* VORGELEGTER TEXT *
···
Die ersten Dünger lieferte die Natur. Guano aus Peru, der aus Vogelkot gewonnen wird und Salze der Phosphor- und Salpetersäure enthält, kam Mitte des 19. Jahrhunderts auf die Felder. 1913 gelang den Chemikern Fritz Haber und Carl Bosch der Durchbruch zum Kunstdünger. Aus Stickstoff und Wasserstoff stellten sie Ammoniak her, der zu Salpetersäure verarbeitet werden kann.

Mittlerweile gibt es ammoniumreiche Gülle im Überfluss. In Deutschland sind es mehr als 250 Millionen Tonnen pro Jahr. Andererseits gelangen hier zu Lande jährlich über zwei Millionen Tonnen Stickoxide in die Luft, und zwar durch Verbrennungsprozesse.

Das vor allem aus Dieselmotoren ausgestoßene Stickstoffdioxid bildet mit Wasser Salpetersäure, die wiederum mit Mineralien zu Nitraten reagiert. So absurd es klingt: Solche schädlichen Vorgänge wurden in den vergangenen Jahren gerade durch zunehmende Luftreinhaltetechnik noch verstärkt. Denn früher pusteten etwa Kraft- und Zementwerke neben anderen Schadstoffen auch noch basische Stäube in die Luft. Basen neutralisieren die Säuren, bilden Salze. Da die Emission der meisten anderen Luftschadstoffe inzwischen gesunken ist – nur die von Stickoxiden nicht – können sie sich also weiterhin auswirken, zum Teil noch schädlicher.
···
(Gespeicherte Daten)
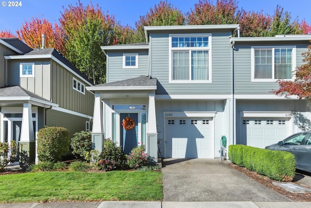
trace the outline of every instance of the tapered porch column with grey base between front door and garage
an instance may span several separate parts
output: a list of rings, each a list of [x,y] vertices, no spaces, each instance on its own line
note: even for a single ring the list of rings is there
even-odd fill
[[[155,117],[155,94],[149,94],[149,108],[148,108],[148,127],[146,139],[146,151],[149,156],[157,160],[157,131],[156,131],[156,117]]]

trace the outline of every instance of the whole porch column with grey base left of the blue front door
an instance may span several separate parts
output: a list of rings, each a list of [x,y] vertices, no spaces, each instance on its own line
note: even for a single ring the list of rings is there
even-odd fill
···
Gib den Abschnitt aus dem Text über Dünger und Stickoxide wortgetreu wieder, und zwar zwischen „Das vor allem“ und „Teil noch schädlicher.“, beide Stellen eingeschlossen.

Das vor allem aus Dieselmotoren ausgestoßene Stickstoffdioxid bildet mit Wasser Salpetersäure, die wiederum mit Mineralien zu Nitraten reagiert. So absurd es klingt: Solche schädlichen Vorgänge wurden in den vergangenen Jahren gerade durch zunehmende Luftreinhaltetechnik noch verstärkt. Denn früher pusteten etwa Kraft- und Zementwerke neben anderen Schadstoffen auch noch basische Stäube in die Luft. Basen neutralisieren die Säuren, bilden Salze. Da die Emission der meisten anderen Luftschadstoffe inzwischen gesunken ist – nur die von Stickoxiden nicht – können sie sich also weiterhin auswirken, zum Teil noch schädlicher.